Extract every line of text from all the items below and reproduce it verbatim, leaving out the pictures.

## Record list
━━━━━━━━━━
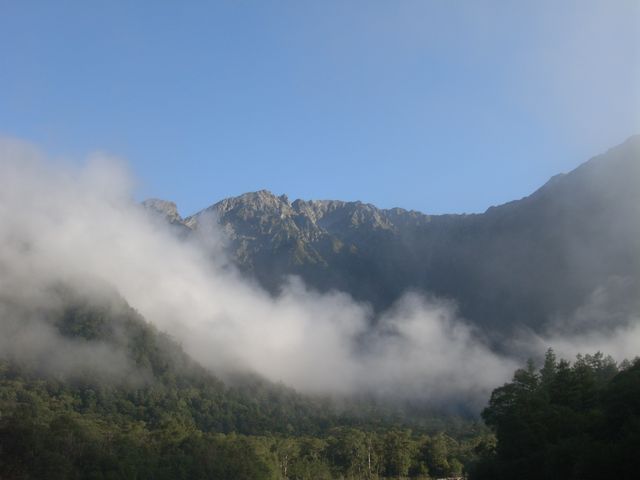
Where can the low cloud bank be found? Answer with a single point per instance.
(73, 225)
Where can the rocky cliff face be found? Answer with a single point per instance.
(527, 263)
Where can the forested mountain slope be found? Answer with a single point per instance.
(570, 247)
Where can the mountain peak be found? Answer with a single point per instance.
(163, 207)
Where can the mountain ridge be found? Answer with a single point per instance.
(516, 265)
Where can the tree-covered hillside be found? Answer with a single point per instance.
(573, 242)
(564, 422)
(166, 417)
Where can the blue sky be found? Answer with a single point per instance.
(438, 106)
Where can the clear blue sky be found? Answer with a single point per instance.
(438, 106)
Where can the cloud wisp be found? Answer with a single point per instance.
(80, 225)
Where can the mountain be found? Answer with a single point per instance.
(567, 254)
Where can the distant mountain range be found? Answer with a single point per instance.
(567, 255)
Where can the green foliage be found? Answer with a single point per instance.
(565, 421)
(168, 418)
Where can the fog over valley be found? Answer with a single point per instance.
(77, 229)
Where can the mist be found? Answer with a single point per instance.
(80, 226)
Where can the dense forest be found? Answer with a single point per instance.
(564, 421)
(170, 418)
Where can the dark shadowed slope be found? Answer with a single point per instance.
(567, 254)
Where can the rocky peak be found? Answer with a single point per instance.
(163, 207)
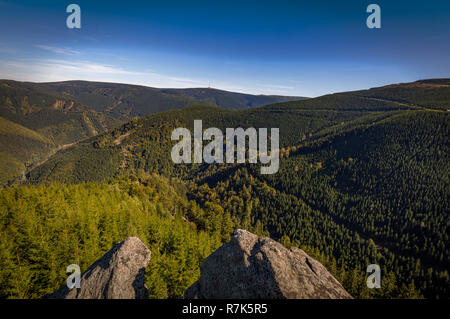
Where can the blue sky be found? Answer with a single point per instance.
(260, 47)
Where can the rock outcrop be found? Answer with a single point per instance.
(258, 267)
(119, 274)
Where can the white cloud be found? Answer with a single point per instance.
(54, 70)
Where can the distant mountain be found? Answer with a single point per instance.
(125, 101)
(64, 113)
(363, 176)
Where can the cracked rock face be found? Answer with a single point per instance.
(119, 274)
(258, 267)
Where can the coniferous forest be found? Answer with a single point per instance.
(363, 179)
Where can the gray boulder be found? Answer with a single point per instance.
(119, 274)
(250, 267)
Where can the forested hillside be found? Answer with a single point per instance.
(363, 179)
(65, 113)
(45, 229)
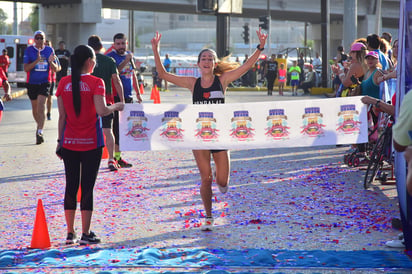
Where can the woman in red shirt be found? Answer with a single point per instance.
(81, 103)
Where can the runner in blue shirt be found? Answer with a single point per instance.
(38, 60)
(167, 63)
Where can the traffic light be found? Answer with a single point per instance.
(245, 33)
(264, 22)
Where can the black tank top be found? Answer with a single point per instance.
(211, 95)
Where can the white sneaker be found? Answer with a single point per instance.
(395, 244)
(207, 224)
(222, 189)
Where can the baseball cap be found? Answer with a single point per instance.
(373, 54)
(39, 32)
(357, 47)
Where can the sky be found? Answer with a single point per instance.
(7, 6)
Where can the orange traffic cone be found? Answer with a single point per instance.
(141, 88)
(105, 154)
(79, 194)
(40, 238)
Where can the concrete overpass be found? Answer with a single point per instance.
(75, 20)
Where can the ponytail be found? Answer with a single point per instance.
(77, 60)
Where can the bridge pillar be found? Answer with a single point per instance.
(73, 23)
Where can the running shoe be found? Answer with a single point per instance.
(395, 244)
(122, 163)
(207, 224)
(71, 238)
(223, 189)
(89, 239)
(39, 138)
(112, 165)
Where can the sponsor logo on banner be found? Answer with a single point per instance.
(137, 126)
(348, 120)
(242, 126)
(206, 127)
(277, 124)
(313, 122)
(172, 126)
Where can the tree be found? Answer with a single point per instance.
(34, 18)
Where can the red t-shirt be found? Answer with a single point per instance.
(83, 132)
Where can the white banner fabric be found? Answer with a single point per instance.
(243, 125)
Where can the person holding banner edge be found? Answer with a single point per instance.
(210, 88)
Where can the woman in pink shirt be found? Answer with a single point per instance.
(81, 103)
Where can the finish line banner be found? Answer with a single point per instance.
(276, 124)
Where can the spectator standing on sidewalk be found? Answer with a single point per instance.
(294, 71)
(52, 80)
(64, 57)
(271, 72)
(126, 67)
(402, 142)
(107, 70)
(282, 78)
(309, 81)
(5, 62)
(80, 99)
(7, 91)
(167, 63)
(39, 59)
(210, 88)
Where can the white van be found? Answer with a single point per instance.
(16, 45)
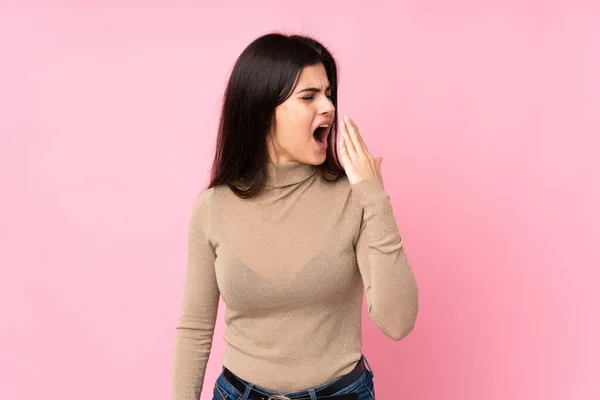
━━━━━━━━━━
## Solution
Where can the low cloud bank be found? Answer with a single point per instance.
(73, 225)
Where can the rocky cliff face be found? Answer with a single point per instance.
(527, 263)
Where can the forested mountain slope be found? Answer with a single point per instance.
(570, 247)
Where can the mountain peak be found? Answer with a single point per instance.
(163, 207)
Where can the mountain ridge be found? Answer with a single point per instance.
(516, 265)
Where can the tree-covered hillside be found? Answer with a single point per instance.
(573, 242)
(564, 422)
(166, 417)
Where can the blue sky be found? Answer with a single point per instance.
(438, 106)
Where can the clear blue sky be found? Answer with a single point per instance.
(438, 106)
Where can the cloud wisp be found? Answer with a single point per instance.
(80, 225)
Where can the mountain be found? Answer with a single point per instance.
(567, 254)
Where can the distant mountain range be found? Answer with a single point per instance.
(567, 255)
Where can the green foliage be found? Answer with a single point per instance.
(565, 421)
(168, 418)
Where can the fog over valley be found? Answer with a single point per instance.
(77, 229)
Where can the mist be found? Answer with a single point per instance.
(80, 226)
Where can the dense forest be found? Answer with a single point per instance.
(564, 421)
(170, 418)
Where can the dark shadowed slope be found? Answer with a single point per instance.
(567, 254)
Where can the rocky peak be found? Answer with a single point per instance.
(163, 207)
Where can the blue sky be found? Answer with a single point per instance.
(260, 47)
Where can the rock outcrop be found? Answer with a single point per instance.
(258, 267)
(119, 274)
Where can the white cloud be found? Answer with a single point per instance.
(54, 70)
Where can the distant mountain be found? Answer with a single point per instance.
(125, 101)
(64, 113)
(363, 176)
Where can the cracked rock face be found? Answer with a single point per instance.
(119, 274)
(258, 267)
Where can the coniferous forest be found? Answer with a single point per instance.
(363, 179)
Where can the gray boulder be found? Answer with a single point per instance.
(119, 274)
(250, 267)
Where can the forested hillside be found? Answer with a single point per instance.
(363, 179)
(65, 113)
(45, 229)
Where can the woman in red shirt be found? Answer with a single point per instance.
(81, 103)
Where can the runner in blue shirt be found? Answer with a single point per instance.
(38, 60)
(167, 63)
Where can the traffic light be found? Answer with a single point per instance.
(245, 33)
(264, 22)
Where can the black tank top be found? Answer with a single point per instance.
(211, 95)
Where can the white sneaker be found? Answer with a single point per instance.
(395, 244)
(207, 224)
(222, 189)
Where can the baseball cap be found? Answer with a single point per instance.
(373, 54)
(39, 32)
(357, 47)
Where can the sky be found? Answer with a single point per instance.
(7, 6)
Where can the orange traffic cone be found? Answer with a single point per instance.
(141, 88)
(105, 154)
(79, 194)
(40, 238)
Where can the concrete overpass be found? Answer with a single point per instance.
(75, 20)
Where can the ponytail be found? Answer with a single point per instance.
(77, 60)
Where can the bridge pillar be found? Answer with a single point per instance.
(73, 23)
Where can the running shoe be found? Answer with a single point per instance.
(395, 244)
(122, 163)
(207, 224)
(71, 238)
(223, 189)
(89, 239)
(39, 138)
(112, 165)
Where can the sponsor logo on banner be found? Answer with a single point per instance.
(137, 126)
(348, 120)
(242, 126)
(206, 127)
(277, 124)
(313, 122)
(172, 126)
Where can the tree be found? Answer with a single point per instance.
(34, 18)
Where can the red t-shirt be found? Answer with a single point per instance.
(83, 132)
Where can the white banner fabric be found? Answer with a single point per instance.
(243, 125)
Where can the person holding banner edge be found? Answer with a single point per instance.
(210, 88)
Where can the woman in pink shirt be found? Answer with a single point per instance.
(81, 103)
Where can the finish line banner be found? Answer with a single point per instance.
(276, 124)
Where can the spectator standing on sidewalk be found? Answer with a single point per instance.
(294, 71)
(52, 80)
(64, 57)
(271, 72)
(126, 67)
(402, 142)
(107, 70)
(282, 78)
(309, 81)
(5, 62)
(80, 99)
(7, 91)
(167, 63)
(39, 59)
(210, 88)
Where can the white van be found? Answer with a single point per instance.
(16, 45)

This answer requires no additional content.